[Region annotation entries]
§ §

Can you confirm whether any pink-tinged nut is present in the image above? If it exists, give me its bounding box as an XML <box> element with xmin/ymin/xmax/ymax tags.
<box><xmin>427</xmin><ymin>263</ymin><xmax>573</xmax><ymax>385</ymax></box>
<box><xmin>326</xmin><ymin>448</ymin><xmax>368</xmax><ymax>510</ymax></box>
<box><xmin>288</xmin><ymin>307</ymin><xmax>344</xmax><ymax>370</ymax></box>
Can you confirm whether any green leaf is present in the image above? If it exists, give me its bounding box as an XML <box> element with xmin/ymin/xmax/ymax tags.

§ §

* WHAT IS REQUIRED *
Find every line in the material that contains the string "exists" and copy each of those lines. Treat the match as case-sensitive.

* FINAL RESULT *
Can you confirm whether any pink-tinged nut is present in the image above? If it exists, give me its bounding box as an XML <box> element with xmin/ymin/xmax/ymax tags.
Can you confirm whether any green leaf is present in the image above? If it exists, give me its bounding box as an XML <box> element with xmin/ymin/xmax/ymax tags.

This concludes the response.